* **REQUIREMENTS**:
1) In the passage on zinc electrosorption, at what pH does the relative adsorption amount of Zn²⁺ reach its maximum, and what is that value?
2) Continue the passage on zinc electrosorption from the point where it stops.

* **DOCUMENT SECTION**:
The ability of flow-through electrosorption of Zn²⁺ gradually increases as the operating voltage increases continuously toward 2 V. However, the relative adsorption amount rises rapidly when the voltage reaches 2.5 V and then decreases rapidly, during which a large number of fine bubbles are generated in the bilateral pole plates. It indicates that the mass transfer capacity of the electrosorption process gradually increases with the increase of voltage, bringing about the increase of adsorption amount, but the continued increase of voltage will bring about the side reaction of electrolytic water to produce a large number of micro-foam bubbles, which will encroach on a large number of adsorption sites and destroy the double electric layer structure, resulting in the da of relative adsorption amount.^8,26

Effect of pH on the electroabsorption

Figure 4 and Table 3 depict the results of the pH change response of Zn²⁺ by flow-through electroabsorption. The relative adsorption amount increased and then decreased with increasing pH and reached a maximum value of 24.79 mg/g at pH = 8. The relative adsorption amount obeyed a positively skewed distribution along the increasing pH direction (p = 0.347) with significant intergroup variability. Flow-through electroabsorption of Zn²⁺ should maintain its applied pH between 6 and 8.

Figure 4.

Effect of pH on the electroabsorption

Table 3.

* **DATASET EXCERPT**:
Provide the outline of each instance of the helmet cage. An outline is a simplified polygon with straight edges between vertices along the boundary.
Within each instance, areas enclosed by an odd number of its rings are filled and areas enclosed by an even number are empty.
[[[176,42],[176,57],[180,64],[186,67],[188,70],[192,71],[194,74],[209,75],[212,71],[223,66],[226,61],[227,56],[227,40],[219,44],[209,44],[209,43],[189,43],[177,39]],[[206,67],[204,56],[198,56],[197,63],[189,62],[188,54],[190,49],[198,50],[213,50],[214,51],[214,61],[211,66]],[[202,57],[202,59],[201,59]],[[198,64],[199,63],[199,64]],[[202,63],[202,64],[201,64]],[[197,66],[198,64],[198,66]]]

* **EXPECTED ANSWERS**:
1) The maximum is 24.79 mg/g, reached at pH 8.

2)
Results of experimental data analysis of Zn electrosorption at different pH

Parameters(pH)	2	4	6	8	10	12
Significance of differences in data between groups, comparison with 8(pH) experimental group	0.041∗	0.017∗	0.035∗	–	0.0072∗∗	0.0035∗∗

Flow-through electrosorption at low pH will behave as H⁺ competing with metal ions for adsorption, consuming a large number of activated carbon fiber mat surface sites, while consuming a large number of charges leading to changes in the composition of the double electric layer. In the process of gradually increasing pH, most metal ions will behave as precipitates formed with OH⁻, the colloidal state within the solution system, and most of them are negatively charged, leading to the migration of metal colloids to the positive pole within the system, which reduces the relative adsorption of metal ions by activated carbon fiber mats.^27,28,29,30

Effect of temperature on electrical absorption

Figure 5 depicts the results of the flow-through electrosorption response to temperature changes. As Table 4 shows, in the temporal direction, the adsorption process lost significance after 60 min (p = 0.058 > 0.05), taking it as the endpoint, most of the adsorption processes were completed within 40 min and there was a tendency for this phenomenon to decrease with increasing temperature. Comparison between different operating temperature groups showed that the ambient temperature of 15°C could reach relative adsorption of 23.33 mg/g and was significantly different from other temperatures. During the process of electrosorption, the relative adsorption between the groups at the same time (0–40 min) showed a negatively skewed distribution, reaching a large positive significant value near the adsorption equilibrium point (p = 0.938). This result shows that flow-through electrosorption should ensure a temperature of 15°C.

Figure 5.

Effect of temperature on electrical absorption

Table 4.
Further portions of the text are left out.